*** Text excerpt
A review by proffy
Amusing Ourselves to Death: Public Discourse in the Age of Show Business by Neil Postman

3.0

In Amusing Ourselves to Death, Neil Postman posits that the world of entertainment is the predecessor, or possibly the culmination, of Aldous Huxley's vision in Brave New World. Huxley's novel presents a world in which people are so concerned with being happy they are willing to give up freedom. Conditioned from actual conception biologically and then further conditioned through sleep-teaching, people live lives which have been entirely mapped out for them: each class following the prescribed and hypnopaedically conditioned beliefs and activities given to them such as promiscuity ("everyone belongs to everyone else"), a fear of solitude, a perfect understanding of their job but nothing else, and a drug called soma to dispel any unhappy thoughts.
******
*** Dataset records
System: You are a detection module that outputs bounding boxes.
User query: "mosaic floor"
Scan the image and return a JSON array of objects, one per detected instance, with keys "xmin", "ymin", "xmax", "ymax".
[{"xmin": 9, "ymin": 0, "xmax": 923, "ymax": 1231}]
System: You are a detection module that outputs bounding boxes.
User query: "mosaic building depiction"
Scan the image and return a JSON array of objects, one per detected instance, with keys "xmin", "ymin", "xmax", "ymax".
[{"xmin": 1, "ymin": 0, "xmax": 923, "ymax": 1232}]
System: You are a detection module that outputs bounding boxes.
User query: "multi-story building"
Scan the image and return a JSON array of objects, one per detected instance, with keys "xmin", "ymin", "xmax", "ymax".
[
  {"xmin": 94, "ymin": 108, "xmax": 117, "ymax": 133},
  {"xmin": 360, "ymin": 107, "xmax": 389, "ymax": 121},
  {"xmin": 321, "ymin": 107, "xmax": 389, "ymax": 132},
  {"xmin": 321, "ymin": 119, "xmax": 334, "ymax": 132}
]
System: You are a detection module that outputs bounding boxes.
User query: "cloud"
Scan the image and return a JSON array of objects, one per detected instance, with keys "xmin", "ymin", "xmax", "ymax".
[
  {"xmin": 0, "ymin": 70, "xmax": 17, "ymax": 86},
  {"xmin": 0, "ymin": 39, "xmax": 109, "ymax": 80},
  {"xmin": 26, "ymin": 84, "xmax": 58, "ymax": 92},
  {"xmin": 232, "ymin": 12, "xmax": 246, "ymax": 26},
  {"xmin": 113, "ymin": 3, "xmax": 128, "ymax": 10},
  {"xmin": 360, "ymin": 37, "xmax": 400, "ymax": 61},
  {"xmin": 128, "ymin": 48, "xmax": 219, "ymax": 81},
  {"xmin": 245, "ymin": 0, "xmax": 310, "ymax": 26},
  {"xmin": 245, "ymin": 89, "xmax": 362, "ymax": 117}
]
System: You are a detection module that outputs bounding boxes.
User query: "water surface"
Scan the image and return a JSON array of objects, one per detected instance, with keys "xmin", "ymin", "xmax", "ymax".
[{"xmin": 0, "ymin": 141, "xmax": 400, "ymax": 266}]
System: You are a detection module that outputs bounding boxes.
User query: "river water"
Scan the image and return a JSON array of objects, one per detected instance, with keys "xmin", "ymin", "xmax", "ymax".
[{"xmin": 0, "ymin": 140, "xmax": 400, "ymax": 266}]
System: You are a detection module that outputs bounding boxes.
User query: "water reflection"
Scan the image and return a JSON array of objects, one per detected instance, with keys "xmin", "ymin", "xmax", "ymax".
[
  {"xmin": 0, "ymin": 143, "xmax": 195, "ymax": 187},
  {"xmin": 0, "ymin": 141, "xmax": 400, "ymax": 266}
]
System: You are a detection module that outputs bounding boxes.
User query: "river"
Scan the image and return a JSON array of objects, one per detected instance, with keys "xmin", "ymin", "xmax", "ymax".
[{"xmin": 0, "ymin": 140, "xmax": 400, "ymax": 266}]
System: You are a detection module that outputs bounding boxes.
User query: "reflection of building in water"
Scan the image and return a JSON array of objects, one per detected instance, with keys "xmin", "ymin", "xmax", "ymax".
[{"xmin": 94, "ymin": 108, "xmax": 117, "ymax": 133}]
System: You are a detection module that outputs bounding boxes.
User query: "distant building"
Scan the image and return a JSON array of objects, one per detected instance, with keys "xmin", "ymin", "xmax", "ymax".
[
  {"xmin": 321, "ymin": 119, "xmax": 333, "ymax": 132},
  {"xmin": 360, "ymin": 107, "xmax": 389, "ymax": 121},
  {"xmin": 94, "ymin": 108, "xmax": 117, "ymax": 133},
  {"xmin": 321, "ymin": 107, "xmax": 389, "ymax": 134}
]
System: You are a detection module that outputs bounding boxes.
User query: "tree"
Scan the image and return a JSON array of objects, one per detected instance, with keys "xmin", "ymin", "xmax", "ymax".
******
— Work task —
Please continue the review of Amusing Ourselves to Death, picking up right after its final sentence.

— Written response —
To Postman, I suppose both the drug and the conditioning translates as television or in a larger context, the media. And I can very much see this in modern society. I often teach that our ideological beliefs are taught to us through tv. What we think of as acceptable behavior and goals are dictated by the stars both off and on screen...conditioning. Television of course is also what we do to kill time, make us happy, and help us escape from our everyday lives....soma.

Postman's philosophy is wonderfully accessible in this book, and throughout, I was entertained even as I was inspired to think.